» **SHORT PROBLEM**
Copy the lines below verbatim, beginning with the line that includes "the front grille" and continuing to the end; leave out everything before it.

# # #

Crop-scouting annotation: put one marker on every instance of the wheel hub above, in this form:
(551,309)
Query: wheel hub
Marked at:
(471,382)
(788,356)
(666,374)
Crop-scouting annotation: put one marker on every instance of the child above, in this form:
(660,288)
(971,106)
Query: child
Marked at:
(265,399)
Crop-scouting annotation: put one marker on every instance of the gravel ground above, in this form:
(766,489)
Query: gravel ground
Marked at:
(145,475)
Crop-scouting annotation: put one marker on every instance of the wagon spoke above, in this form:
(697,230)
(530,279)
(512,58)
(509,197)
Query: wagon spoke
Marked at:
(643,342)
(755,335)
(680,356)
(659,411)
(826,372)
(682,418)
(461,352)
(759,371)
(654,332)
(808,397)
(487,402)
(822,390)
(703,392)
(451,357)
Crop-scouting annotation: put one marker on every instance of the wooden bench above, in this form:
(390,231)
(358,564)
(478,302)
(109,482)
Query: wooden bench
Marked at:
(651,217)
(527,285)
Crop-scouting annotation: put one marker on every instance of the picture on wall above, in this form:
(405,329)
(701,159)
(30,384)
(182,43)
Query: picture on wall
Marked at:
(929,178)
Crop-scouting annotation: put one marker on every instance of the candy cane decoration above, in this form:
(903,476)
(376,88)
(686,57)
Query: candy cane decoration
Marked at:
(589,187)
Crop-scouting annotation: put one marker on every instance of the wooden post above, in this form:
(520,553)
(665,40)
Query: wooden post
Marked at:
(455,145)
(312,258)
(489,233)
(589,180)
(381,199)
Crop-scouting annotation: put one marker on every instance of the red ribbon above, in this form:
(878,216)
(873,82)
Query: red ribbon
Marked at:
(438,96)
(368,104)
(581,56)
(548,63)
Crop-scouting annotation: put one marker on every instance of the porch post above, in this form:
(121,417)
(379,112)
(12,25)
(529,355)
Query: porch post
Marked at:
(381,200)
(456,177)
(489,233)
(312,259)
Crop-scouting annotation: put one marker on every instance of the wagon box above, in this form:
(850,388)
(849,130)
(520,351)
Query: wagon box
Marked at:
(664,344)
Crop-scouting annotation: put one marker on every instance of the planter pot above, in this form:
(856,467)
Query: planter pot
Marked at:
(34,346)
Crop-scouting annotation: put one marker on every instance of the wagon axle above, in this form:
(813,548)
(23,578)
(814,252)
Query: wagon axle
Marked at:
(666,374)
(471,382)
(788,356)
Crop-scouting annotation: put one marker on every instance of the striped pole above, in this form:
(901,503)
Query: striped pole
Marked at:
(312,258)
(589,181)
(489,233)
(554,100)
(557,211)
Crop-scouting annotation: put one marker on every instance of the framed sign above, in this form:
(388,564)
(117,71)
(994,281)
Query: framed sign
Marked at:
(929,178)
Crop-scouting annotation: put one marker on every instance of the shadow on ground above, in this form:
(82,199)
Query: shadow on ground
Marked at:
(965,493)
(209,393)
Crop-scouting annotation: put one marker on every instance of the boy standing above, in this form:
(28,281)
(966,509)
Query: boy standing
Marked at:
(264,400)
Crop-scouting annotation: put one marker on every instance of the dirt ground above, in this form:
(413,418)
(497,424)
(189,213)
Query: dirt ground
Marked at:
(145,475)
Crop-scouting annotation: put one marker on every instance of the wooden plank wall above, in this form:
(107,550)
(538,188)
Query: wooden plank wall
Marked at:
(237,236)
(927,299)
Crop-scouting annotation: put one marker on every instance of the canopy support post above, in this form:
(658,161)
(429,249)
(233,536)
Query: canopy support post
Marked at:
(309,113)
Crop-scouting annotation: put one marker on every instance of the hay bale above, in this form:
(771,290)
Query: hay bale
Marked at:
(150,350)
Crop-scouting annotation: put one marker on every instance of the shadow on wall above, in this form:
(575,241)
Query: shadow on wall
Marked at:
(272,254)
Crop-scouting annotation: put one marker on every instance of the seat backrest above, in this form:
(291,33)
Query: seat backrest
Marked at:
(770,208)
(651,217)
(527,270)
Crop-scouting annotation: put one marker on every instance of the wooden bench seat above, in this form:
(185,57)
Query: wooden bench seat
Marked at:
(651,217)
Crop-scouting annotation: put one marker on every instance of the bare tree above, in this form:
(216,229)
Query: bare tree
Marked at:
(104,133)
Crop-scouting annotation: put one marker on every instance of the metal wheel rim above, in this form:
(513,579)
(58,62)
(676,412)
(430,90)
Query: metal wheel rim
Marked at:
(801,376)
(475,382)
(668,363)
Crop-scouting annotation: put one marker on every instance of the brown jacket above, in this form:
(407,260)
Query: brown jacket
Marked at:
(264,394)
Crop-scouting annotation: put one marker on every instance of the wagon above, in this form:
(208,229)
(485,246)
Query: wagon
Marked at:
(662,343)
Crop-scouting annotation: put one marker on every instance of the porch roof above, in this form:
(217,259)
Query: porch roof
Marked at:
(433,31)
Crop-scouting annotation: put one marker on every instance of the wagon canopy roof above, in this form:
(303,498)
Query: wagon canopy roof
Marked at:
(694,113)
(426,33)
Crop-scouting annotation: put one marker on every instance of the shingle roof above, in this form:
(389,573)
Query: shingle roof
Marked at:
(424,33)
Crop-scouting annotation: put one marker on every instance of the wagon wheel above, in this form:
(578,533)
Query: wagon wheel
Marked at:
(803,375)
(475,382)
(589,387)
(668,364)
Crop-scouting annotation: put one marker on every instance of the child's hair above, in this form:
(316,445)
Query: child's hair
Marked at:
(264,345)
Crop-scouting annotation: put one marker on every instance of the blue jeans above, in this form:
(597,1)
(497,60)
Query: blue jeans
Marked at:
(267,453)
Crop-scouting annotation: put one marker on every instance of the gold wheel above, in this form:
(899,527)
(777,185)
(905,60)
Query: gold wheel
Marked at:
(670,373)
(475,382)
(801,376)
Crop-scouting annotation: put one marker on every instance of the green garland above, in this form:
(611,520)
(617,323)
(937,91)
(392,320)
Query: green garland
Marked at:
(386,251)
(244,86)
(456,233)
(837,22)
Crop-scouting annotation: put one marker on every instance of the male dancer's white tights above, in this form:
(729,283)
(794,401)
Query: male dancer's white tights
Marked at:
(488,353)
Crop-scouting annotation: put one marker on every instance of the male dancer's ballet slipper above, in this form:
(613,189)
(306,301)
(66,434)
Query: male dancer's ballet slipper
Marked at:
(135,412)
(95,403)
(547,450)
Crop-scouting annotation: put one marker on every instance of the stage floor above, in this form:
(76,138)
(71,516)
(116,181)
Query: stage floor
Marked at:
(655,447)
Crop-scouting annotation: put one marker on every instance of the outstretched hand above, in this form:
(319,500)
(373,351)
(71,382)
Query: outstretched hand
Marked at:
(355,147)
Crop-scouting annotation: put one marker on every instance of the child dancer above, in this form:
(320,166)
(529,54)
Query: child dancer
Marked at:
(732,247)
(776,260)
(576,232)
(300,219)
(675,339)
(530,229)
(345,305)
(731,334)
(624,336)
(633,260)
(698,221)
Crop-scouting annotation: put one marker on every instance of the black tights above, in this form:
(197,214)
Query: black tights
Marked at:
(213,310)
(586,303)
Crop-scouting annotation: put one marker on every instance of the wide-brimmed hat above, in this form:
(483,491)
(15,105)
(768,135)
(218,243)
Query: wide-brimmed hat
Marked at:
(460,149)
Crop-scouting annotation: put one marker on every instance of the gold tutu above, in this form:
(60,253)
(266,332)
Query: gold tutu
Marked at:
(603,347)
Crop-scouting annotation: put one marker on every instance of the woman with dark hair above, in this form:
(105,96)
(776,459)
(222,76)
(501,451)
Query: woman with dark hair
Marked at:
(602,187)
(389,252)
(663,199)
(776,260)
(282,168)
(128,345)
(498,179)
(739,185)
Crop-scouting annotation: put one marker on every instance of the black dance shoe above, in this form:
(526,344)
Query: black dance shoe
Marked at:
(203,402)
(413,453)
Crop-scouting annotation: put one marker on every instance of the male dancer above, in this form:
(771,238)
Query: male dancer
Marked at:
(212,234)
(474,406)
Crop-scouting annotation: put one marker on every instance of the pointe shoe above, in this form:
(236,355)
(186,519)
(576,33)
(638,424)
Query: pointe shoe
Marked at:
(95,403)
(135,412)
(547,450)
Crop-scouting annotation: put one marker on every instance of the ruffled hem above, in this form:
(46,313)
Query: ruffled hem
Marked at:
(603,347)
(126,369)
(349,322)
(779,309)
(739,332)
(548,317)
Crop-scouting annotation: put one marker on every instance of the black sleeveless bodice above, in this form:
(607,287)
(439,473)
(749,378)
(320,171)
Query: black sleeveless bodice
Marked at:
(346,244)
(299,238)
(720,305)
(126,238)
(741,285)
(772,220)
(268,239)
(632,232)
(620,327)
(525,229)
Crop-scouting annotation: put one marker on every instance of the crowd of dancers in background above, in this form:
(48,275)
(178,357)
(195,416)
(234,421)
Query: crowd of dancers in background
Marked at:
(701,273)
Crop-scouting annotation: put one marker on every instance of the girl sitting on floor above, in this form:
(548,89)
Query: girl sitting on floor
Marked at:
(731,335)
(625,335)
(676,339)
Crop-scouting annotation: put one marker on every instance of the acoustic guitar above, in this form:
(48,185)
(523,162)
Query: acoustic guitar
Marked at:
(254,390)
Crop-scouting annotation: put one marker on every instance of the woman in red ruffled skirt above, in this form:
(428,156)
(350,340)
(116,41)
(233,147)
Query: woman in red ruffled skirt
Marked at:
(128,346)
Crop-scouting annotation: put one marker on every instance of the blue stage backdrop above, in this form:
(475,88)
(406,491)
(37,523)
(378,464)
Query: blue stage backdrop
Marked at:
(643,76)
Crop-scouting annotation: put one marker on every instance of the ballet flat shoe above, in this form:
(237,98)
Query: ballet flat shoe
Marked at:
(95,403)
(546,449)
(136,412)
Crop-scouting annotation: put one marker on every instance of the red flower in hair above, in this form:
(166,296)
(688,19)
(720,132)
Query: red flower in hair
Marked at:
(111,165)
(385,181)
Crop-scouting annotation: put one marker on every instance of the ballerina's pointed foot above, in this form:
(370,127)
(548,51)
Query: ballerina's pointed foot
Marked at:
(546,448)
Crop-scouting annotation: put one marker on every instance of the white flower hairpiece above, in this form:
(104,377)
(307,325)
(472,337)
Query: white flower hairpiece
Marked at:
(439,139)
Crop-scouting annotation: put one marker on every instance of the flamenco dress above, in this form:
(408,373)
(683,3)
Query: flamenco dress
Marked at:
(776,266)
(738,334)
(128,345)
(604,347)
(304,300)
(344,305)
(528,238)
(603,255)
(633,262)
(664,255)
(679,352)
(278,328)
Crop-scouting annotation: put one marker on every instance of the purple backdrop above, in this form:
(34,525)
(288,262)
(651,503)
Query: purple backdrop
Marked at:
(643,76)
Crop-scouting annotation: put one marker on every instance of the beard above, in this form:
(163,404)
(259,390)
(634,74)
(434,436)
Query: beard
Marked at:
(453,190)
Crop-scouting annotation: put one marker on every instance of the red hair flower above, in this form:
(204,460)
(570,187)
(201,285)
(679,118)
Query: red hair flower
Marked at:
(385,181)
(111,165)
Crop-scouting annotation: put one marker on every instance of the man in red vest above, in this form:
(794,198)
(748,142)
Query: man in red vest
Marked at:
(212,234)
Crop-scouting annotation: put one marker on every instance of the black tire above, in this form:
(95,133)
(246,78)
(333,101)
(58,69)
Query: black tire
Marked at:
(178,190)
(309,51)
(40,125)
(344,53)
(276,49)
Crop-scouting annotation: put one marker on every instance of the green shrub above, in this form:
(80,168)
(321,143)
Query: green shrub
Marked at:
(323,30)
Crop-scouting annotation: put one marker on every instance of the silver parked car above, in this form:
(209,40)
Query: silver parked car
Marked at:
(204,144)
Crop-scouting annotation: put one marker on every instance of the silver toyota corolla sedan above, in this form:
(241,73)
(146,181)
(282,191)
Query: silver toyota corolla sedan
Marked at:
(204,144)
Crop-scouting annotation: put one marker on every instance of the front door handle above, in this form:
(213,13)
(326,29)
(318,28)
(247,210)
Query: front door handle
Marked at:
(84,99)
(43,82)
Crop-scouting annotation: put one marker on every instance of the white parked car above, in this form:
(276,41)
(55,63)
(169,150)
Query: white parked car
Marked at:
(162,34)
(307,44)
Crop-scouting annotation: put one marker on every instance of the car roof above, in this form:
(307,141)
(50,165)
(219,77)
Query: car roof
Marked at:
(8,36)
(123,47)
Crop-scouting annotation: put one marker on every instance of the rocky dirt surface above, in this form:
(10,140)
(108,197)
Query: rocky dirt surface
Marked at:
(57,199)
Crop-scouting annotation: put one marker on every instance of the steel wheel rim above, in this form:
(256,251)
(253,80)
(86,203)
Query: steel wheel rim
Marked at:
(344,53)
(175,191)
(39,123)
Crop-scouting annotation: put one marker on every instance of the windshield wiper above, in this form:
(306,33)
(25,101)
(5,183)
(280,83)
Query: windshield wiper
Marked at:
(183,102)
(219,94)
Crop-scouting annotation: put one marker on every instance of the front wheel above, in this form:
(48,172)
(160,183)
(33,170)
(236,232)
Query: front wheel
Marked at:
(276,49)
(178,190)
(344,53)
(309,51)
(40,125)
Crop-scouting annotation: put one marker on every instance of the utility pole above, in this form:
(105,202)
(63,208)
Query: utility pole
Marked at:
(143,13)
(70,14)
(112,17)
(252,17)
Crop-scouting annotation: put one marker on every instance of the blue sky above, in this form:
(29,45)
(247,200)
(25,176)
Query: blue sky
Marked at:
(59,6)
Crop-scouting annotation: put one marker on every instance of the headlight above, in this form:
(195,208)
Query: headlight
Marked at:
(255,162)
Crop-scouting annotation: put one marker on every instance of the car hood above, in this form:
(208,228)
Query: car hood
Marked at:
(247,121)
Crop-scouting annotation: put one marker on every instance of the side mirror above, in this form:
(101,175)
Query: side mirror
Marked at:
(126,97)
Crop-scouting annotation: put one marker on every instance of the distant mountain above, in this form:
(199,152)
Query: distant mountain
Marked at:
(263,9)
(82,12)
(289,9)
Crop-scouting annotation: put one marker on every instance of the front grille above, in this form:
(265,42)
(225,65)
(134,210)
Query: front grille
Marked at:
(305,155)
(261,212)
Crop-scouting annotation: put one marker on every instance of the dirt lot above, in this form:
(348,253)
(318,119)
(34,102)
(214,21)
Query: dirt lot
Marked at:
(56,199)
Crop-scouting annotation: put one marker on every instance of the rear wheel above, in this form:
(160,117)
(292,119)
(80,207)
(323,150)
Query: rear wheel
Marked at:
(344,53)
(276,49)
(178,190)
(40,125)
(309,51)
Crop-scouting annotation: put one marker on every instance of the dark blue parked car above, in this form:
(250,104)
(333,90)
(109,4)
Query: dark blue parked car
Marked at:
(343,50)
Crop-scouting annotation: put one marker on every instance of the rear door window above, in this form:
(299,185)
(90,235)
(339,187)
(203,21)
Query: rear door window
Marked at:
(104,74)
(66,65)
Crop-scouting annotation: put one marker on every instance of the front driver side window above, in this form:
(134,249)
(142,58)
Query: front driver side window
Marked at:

# # #

» **RESPONSE TO THIS TASK**
Crop-scouting annotation: put one marker on every instance of the front grille above, in this form:
(265,42)
(225,65)
(134,210)
Query: front grille
Marked at:
(305,155)
(261,212)
Crop-scouting annotation: put one marker on every instance of the dirt lot above, in this form:
(348,253)
(318,119)
(34,102)
(214,21)
Query: dirt lot
Marked at:
(56,199)
Crop-scouting annotation: put one marker on every instance of the rear wheel above, in this form:
(160,117)
(292,119)
(80,207)
(323,150)
Query: rear wheel
Marked at:
(344,53)
(276,49)
(178,190)
(40,125)
(309,51)
Crop-scouting annotation: put one marker on every instance of the dark blue parked car above, in this form:
(250,104)
(333,90)
(109,4)
Query: dark blue parked car
Marked at:
(343,50)
Crop-scouting annotation: put one marker on every instance of the rear door window above, in this form:
(299,185)
(90,235)
(339,187)
(203,21)
Query: rear door window
Marked at:
(104,74)
(66,65)
Crop-scouting annotation: put one marker on every instance of the front driver side window above, in this form:
(134,249)
(142,58)
Query: front driver side window
Marked at:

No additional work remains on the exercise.